Exercise goal — Reproduce the complete article on UCT's emergency remote teaching and learning, word for word.

UCT’s approach to emergency remote teaching and learning

12 August 2020 | Story Niémah Davids. Photo Adobe Stock. Read time 5 min.
UCT’s CILT has taken a multipronged approach to support academics during remote online teaching and learning.
UCT’s CILT has taken a multipronged approach to support academics during remote online teaching and learning.

Introducing emergency remote teaching and learning at the University of Cape Town (UCT) amid the global COVID-19 pandemic has been a multipronged, cross-disciplinary process that has required agility and collective buy-in from role players across the university.

Formal remote teaching kicked off on 28 April and UCT’s Centre for Innovation in Learning and Teaching (CILT), based at the Centre for Higher Education Development (CHED), has played an integral part in ensuring this temporary learning methodology is effectively enabled and runs according to plan.

Laura Czerniewicz, the director of CILT, and Sukaina Walji, the acting deputy director, unpacked the university’s emergency remote teaching and learning plan, the strategies that are in place and some of the stumbling blocks.

“The move to remote teaching was unusually rapid. There was no time for the usual deliberate course design or online teaching strategies,” said Czerniewicz.

When President Cyril Ramaphosa announced in mid-March that the country would enter lockdown Level 5, he also called for the immediate and indefinite shutdown of university residences. Czerniewicz said her department needed to shift gear completely. It was critical to support academics and course convenors to develop course material fit for remote teaching in order for students to continue the academic programme from their homes.

 

“We knew that the type of [online] learning would need to take into account the contexts of our students.”

“We knew that the type of [online] learning would need to take into account the contexts of our students and we advocated for low-tech remote teaching,” Walji added.

Low-tech remote teaching uses technical teaching strategies that promote asynchronous learning and allow learning to take place in different environments using little bandwidth.

Tech innovations in place

The department successfully enhanced Vula, the university’s online collaboration and learning system, for the second semester to include several engaging features:

  • a new tool, similar to a Facebook wall, for posts and updates
  • redesigned text editor content templates, which boast speech bubbles and idea icons
  • a simple assignment grading tool, which includes a student progress bar
  • rubric grading to integrate assignments, tests and quizzes in a single gradebook
  • a template that enables easy course set-up and design using 2020 course site and page templates.

Source information —
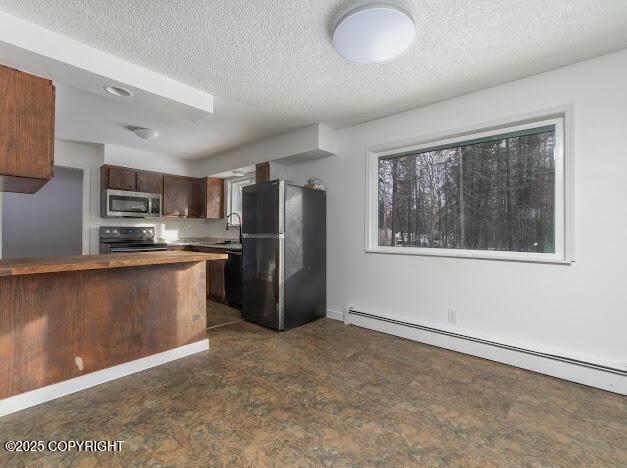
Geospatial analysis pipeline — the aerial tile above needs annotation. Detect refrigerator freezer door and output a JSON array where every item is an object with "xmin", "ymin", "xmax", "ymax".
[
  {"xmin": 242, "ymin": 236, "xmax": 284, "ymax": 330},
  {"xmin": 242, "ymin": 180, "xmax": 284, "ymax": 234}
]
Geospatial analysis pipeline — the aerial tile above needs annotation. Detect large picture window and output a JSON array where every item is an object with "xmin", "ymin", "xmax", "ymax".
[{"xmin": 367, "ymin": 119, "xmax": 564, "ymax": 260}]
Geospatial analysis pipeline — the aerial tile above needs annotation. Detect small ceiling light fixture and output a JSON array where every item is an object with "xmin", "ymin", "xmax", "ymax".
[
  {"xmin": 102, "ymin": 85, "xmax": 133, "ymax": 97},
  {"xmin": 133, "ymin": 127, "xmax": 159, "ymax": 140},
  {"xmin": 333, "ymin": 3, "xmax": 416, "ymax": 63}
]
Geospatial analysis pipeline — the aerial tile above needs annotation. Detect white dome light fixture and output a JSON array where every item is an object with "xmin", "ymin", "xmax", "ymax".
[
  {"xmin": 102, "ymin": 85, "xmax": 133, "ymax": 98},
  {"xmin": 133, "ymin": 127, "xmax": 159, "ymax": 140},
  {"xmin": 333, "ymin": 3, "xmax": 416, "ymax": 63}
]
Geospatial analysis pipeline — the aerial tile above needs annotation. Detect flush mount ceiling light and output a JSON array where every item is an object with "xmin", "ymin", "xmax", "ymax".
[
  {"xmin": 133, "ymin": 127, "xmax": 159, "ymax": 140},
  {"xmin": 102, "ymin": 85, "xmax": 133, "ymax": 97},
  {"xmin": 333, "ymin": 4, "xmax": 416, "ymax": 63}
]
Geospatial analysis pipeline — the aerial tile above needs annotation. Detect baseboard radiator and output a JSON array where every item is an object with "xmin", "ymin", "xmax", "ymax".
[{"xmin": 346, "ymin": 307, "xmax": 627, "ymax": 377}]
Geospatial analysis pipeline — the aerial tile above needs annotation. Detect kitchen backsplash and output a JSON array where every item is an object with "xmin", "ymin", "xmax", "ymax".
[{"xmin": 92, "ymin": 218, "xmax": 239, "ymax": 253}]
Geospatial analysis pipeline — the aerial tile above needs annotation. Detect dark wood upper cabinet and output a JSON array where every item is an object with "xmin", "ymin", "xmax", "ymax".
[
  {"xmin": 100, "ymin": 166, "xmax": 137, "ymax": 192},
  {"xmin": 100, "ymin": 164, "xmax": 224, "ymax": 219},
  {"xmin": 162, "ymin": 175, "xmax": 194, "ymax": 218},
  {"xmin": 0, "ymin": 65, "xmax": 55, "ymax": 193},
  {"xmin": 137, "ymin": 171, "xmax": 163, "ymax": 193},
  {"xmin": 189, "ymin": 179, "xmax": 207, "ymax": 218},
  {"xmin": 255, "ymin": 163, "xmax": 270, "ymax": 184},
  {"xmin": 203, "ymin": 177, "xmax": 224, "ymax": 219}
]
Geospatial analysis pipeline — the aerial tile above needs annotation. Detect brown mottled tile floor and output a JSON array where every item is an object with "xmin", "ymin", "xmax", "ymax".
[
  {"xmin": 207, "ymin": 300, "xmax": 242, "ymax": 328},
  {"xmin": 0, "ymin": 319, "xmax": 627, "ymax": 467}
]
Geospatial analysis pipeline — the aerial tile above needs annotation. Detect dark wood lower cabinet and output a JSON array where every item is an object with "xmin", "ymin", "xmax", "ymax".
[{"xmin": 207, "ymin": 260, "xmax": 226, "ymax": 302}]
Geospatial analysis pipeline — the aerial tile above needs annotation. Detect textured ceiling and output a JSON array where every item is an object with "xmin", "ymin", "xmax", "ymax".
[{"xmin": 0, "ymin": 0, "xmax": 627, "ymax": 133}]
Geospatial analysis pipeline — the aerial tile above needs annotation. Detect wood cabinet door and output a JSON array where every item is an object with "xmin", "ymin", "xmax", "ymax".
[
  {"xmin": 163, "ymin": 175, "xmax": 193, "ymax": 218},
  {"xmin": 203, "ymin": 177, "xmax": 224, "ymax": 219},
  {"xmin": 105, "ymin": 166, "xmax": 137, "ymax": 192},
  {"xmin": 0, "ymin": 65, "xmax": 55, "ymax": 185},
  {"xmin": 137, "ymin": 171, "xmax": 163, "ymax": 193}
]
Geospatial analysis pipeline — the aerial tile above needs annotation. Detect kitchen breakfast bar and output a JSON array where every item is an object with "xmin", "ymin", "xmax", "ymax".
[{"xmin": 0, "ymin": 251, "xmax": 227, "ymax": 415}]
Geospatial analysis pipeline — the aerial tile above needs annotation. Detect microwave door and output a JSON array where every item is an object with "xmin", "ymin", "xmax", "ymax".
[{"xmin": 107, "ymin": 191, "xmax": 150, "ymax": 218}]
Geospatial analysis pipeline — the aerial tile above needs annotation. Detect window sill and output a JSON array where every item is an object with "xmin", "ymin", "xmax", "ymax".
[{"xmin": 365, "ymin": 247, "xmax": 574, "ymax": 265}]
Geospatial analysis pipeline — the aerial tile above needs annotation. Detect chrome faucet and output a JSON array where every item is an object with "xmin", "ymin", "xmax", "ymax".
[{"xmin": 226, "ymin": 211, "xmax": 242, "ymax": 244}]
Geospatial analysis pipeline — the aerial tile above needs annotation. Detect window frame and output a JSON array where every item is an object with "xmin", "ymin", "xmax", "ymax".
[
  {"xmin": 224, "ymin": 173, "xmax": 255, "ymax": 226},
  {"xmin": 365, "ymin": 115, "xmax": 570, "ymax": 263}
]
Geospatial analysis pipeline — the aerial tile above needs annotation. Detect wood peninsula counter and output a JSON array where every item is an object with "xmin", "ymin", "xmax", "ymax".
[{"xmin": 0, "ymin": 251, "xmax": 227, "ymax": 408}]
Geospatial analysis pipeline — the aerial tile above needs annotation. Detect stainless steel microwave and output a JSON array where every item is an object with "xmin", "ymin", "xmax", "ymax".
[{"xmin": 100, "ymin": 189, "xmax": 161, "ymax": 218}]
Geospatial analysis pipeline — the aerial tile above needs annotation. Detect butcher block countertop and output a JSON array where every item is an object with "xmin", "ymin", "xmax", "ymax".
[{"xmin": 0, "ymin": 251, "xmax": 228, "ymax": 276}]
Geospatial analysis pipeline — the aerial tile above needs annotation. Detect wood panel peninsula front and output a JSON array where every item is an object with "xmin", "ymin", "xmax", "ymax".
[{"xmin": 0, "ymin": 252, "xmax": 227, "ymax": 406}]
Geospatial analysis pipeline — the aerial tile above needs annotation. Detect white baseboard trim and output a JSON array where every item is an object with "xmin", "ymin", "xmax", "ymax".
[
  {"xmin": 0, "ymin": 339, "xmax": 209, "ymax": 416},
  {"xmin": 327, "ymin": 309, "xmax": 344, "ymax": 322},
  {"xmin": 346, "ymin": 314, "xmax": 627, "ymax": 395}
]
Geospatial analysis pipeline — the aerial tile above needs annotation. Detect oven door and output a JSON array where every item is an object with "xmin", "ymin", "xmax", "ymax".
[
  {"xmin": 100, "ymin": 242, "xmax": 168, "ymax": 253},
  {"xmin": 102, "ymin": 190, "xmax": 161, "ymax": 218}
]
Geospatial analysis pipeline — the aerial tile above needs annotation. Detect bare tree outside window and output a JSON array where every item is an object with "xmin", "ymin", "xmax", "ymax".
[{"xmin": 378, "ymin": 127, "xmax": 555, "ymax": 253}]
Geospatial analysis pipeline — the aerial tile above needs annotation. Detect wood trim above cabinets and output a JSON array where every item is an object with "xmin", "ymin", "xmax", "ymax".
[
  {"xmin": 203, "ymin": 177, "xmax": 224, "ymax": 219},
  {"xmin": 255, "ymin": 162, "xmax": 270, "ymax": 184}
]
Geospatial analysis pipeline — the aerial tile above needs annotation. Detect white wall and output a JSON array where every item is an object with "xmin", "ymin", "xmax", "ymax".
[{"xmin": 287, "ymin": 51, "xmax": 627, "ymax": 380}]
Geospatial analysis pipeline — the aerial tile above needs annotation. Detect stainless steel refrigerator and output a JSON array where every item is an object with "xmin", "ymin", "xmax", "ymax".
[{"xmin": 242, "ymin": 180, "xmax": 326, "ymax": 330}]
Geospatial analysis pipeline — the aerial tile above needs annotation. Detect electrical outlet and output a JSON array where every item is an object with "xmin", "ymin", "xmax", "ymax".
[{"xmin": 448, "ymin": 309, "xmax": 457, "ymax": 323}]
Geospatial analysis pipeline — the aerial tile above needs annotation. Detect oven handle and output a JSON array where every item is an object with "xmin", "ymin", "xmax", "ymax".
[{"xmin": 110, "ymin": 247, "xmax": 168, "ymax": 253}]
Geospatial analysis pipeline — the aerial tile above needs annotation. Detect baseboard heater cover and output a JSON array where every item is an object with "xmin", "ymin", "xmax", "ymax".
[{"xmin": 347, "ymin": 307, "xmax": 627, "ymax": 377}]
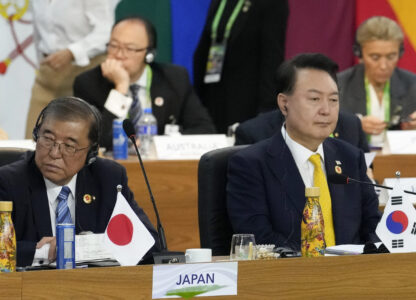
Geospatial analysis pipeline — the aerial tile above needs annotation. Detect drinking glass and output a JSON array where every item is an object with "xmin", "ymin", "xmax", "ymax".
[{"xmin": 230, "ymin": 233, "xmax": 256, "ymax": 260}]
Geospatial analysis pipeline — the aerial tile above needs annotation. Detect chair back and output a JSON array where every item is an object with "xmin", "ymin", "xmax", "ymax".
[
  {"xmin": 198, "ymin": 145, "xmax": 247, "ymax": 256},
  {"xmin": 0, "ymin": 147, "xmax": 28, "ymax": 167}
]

---

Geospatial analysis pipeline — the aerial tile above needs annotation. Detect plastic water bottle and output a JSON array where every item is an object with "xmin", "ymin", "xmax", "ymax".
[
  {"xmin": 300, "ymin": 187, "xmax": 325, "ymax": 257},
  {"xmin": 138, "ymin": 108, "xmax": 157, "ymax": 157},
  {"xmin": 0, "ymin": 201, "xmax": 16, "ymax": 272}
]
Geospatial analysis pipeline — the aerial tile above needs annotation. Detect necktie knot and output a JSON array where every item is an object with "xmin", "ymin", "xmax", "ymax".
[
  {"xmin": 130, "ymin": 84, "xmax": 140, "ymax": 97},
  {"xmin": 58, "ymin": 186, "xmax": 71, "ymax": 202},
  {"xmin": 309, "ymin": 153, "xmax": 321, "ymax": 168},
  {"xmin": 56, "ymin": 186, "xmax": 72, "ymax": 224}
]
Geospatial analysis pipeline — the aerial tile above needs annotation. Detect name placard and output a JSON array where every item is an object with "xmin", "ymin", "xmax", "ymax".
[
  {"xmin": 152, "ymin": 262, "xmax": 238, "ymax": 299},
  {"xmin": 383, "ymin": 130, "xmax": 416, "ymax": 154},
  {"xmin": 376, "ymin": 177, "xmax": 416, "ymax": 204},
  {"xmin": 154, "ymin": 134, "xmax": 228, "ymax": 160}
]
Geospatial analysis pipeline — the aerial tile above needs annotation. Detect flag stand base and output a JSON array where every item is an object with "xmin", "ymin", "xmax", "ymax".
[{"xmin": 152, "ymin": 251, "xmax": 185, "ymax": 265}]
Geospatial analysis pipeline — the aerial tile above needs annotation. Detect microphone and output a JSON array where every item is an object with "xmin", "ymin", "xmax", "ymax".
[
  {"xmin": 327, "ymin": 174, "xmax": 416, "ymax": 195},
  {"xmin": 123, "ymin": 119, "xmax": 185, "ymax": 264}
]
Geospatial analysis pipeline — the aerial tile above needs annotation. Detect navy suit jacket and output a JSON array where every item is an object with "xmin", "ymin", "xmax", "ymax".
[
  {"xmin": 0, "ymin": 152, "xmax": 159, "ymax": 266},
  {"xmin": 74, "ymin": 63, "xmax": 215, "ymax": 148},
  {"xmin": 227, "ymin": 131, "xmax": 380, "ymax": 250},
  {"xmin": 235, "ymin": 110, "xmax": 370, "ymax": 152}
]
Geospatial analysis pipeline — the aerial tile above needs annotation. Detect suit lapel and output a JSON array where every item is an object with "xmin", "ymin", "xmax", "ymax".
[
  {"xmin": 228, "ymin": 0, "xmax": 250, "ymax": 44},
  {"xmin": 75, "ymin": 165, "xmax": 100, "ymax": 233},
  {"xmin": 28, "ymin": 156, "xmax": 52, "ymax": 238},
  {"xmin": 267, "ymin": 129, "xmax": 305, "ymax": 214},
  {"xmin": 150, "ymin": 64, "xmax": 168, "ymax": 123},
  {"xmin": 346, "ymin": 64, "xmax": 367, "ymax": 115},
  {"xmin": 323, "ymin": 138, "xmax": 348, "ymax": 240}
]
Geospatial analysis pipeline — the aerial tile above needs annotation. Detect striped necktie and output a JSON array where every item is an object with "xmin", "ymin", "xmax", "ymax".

Result —
UCT’s approach to emergency remote teaching and learning

12 August 2020 | Story Niémah Davids. Photo Adobe Stock. Read time 5 min.
UCT’s CILT has taken a multipronged approach to support academics during remote online teaching and learning.
UCT’s CILT has taken a multipronged approach to support academics during remote online teaching and learning.

Introducing emergency remote teaching and learning at the University of Cape Town (UCT) amid the global COVID-19 pandemic has been a multipronged, cross-disciplinary process that has required agility and collective buy-in from role players across the university.

Formal remote teaching kicked off on 28 April and UCT’s Centre for Innovation in Learning and Teaching (CILT), based at the Centre for Higher Education Development (CHED), has played an integral part in ensuring this temporary learning methodology is effectively enabled and runs according to plan.

Laura Czerniewicz, the director of CILT, and Sukaina Walji, the acting deputy director, unpacked the university’s emergency remote teaching and learning plan, the strategies that are in place and some of the stumbling blocks.

“The move to remote teaching was unusually rapid. There was no time for the usual deliberate course design or online teaching strategies,” said Czerniewicz.

When President Cyril Ramaphosa announced in mid-March that the country would enter lockdown Level 5, he also called for the immediate and indefinite shutdown of university residences. Czerniewicz said her department needed to shift gear completely. It was critical to support academics and course convenors to develop course material fit for remote teaching in order for students to continue the academic programme from their homes.

 

“We knew that the type of [online] learning would need to take into account the contexts of our students.”

“We knew that the type of [online] learning would need to take into account the contexts of our students and we advocated for low-tech remote teaching,” Walji added.

Low-tech remote teaching uses technical teaching strategies that promote asynchronous learning and allow learning to take place in different environments using little bandwidth.

Tech innovations in place

The department successfully enhanced Vula, the university’s online collaboration and learning system, for the second semester to include several engaging features:

  • a new tool, similar to a Facebook wall, for posts and updates
  • redesigned text editor content templates, which boast speech bubbles and idea icons
  • a simple assignment grading tool, which includes a student progress bar
  • rubric grading to integrate assignments, tests and quizzes in a single gradebook
  • a template that enables easy course set-up and design using 2020 course site and page templates.